— YOUR OBJECTIVE —
Please print exactly the line containing "Target: rock outcrop" and every line after it to the end of the records below, and nothing more.

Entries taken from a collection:
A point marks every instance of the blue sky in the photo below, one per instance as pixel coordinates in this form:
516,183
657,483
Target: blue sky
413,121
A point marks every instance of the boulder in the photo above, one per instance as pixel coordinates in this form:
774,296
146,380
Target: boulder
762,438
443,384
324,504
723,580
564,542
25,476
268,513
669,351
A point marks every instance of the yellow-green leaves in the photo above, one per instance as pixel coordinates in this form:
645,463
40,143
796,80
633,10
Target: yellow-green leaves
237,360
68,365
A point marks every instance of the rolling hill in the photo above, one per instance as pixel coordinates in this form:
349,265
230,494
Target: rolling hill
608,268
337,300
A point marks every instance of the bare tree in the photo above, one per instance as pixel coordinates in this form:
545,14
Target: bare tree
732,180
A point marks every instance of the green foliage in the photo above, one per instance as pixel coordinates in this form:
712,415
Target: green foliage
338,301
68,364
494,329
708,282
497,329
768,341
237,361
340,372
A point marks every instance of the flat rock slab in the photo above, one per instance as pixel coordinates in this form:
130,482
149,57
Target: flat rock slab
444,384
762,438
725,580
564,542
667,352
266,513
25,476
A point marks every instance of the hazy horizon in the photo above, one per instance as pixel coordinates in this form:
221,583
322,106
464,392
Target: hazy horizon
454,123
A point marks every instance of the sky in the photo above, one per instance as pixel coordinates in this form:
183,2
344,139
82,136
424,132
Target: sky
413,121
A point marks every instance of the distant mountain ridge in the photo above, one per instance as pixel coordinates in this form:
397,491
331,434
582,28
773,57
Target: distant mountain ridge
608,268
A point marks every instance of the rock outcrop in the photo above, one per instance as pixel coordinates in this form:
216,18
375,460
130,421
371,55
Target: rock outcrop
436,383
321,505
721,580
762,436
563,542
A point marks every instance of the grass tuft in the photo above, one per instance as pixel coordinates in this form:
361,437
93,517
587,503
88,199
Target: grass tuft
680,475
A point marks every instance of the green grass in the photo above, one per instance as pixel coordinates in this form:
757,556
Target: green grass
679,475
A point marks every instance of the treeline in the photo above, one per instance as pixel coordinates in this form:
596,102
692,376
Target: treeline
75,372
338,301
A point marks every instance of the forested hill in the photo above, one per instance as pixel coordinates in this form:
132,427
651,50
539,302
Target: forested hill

— SOLUTION FOR THIS EXERCISE —
Target: rock outcrop
436,383
321,505
721,580
762,436
563,542
A point marks every instance of the grass tuft in the photo above, one per instance as pixel coordinates in this form:
361,437
93,517
587,503
88,199
Target: grass tuft
680,475
A point marks every instance of the green grass in the photo above, one per instance as pixel coordinates in this form:
757,556
Target: green grass
679,475
A point marks every instance of the treeline in the photo above, one per instance as pixel coordinates in this form:
596,102
692,376
Target: treeline
75,372
338,301
A point marks every instance of the forested hill in the photo above, one per instance as pixel coordinates in this form:
132,427
651,50
539,302
Target: forested hill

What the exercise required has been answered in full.